* Ziel 1: Schreibe die Zeilen unten von der Zeile mit „window shown in the photo above.“ bis zum Ende der Zeilen neu und setze dabei „chapel window“ an die Stelle von „church window“. Alles andere bleibt unverändert.

* Gezeigter Textauszug:
==*==

Matthias Reichelt
Julian Rosefeldt
Hamburger Bahnhof – Museum für Gegenwart, Berlin, 10.2.–10.7.2016
Kritik an Gegenwart und Vergangenheit, Bruch mit beidem und Proklamation radikaler Veränderungen für die Zukunft, so könnte die allgemeine Konstruktion von Manifesten beschrieben werden. Julian Rosefeldt hat sich in einer sehr aufwendigen und 13-Kanal-Videoinstallation mit Künstlermanifesten auseinandergesetzt. In zwölf dieser Filme verkörpert die extrem wandlungsfähige und experimentierfreudige Hollywood-Schauspielerin Cate Blanchett die jeweilige Hauptrolle, in einer Geschichte spielt sie sogar beide zentralen Figuren. Julian Rosefeldt interessierte sich nicht für die theatralischen Situationen, in denen die Manifeste appellativ vorgetragen und zelebriert wurden und versuchte erst gar nicht, sie historisch nachzustellen. Im Gegenteil, er hat sich für die jeweils zehnminütigen Filme eigene Geschichten einfallen lassen, die den meist aus mehreren Manifesten von Rosefeldt kompilierten Text bildhaft unterstreichen, konterkarieren, oder gar ironisieren. Alle Projektionen finden in einem Raum im Seitenflügel des Hamburger Bahnhofs statt und sind dort räumlich nicht durch Trennwände voneinander separiert. Somit wird das Ganze auch als Polyphonie bzw. Kakophonie der sich gegenseitig störenden und miteinander konkurrierenden Monologe erlebt. Auch wenn die Konzentration auf die einzelnen Geschichten darunter leiden mag, ist diese sich überlagernde Sprache und Deklamation der Manifeste eine durchaus bewusste Entscheidung Rosefeldts, die unserem multimedialen Alltag entspricht. Heilsversprechungen, Analysen und Rezepte für die Lösung gesellschaftlicher Probleme werden dem Publikum rund um die Uhr auf allen massenmedialen Kanälen um die Ohren gehauen.

==*==

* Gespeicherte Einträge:
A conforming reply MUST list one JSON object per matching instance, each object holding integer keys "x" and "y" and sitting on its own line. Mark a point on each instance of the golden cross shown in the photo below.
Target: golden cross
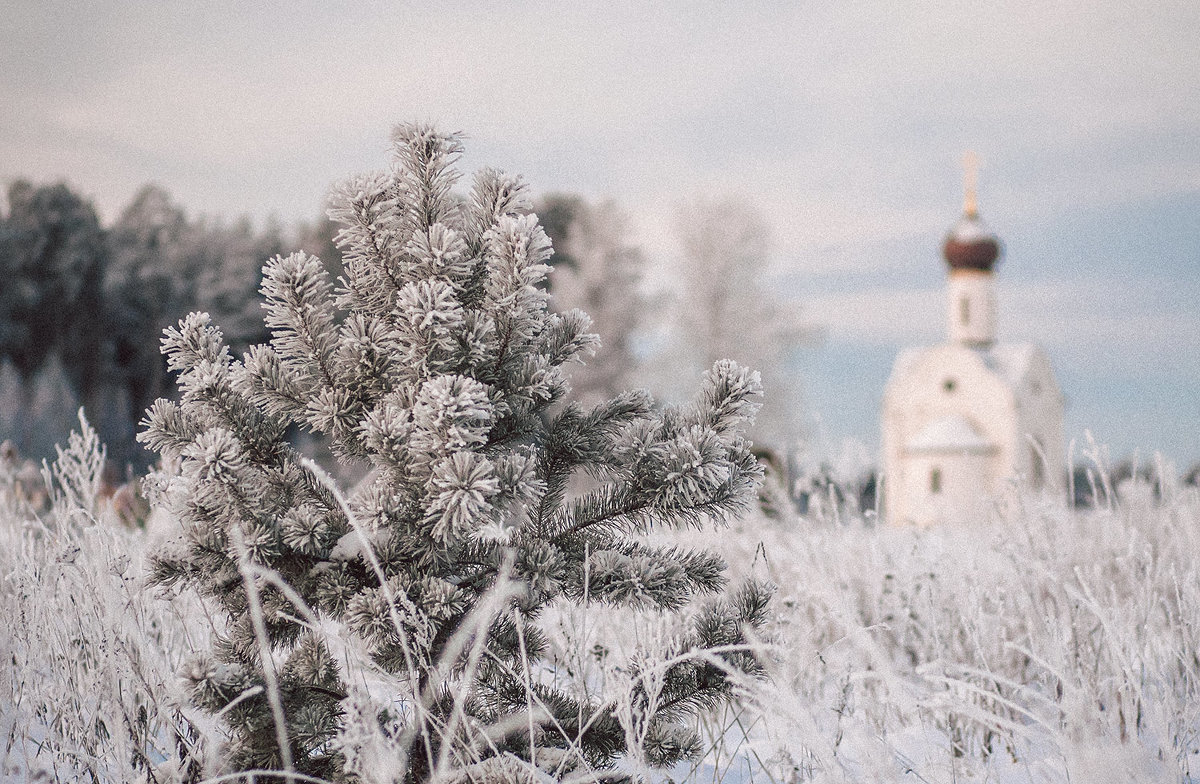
{"x": 970, "y": 179}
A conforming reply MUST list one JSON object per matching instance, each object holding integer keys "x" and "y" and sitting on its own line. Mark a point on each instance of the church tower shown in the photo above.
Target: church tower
{"x": 963, "y": 419}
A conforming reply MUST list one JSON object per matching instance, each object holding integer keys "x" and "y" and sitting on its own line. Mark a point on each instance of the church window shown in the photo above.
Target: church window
{"x": 1037, "y": 467}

==*==

* Ziel 2:
Stimmen die folgenden Aussagen mit der Besprechung oben überein? Beantworte jede mit Ja oder Nein und zitiere die entscheidenden Worte wörtlich.
(a) Die Installation umfasst 13 Kanäle.
(b) Die Projektionen sind im Raum durch Trennwände voneinander getrennt.
(c) Rosefeldt hat die Situationen, in denen die Manifeste vorgetragen wurden, historisch nachgestellt.

* Vollständige Antwort 1:
A conforming reply MUST list one JSON object per matching instance, each object holding integer keys "x" and "y" and sitting on its own line. Mark a point on each instance of the chapel window shown in the photo above.
Target: chapel window
{"x": 1037, "y": 467}

* Vollständige Antwort 2:
(a) Ja: „13-Kanal-Videoinstallation“
(b) Nein: „sind dort räumlich nicht durch Trennwände voneinander separiert“
(c) Nein: „versuchte erst gar nicht, sie historisch nachzustellen“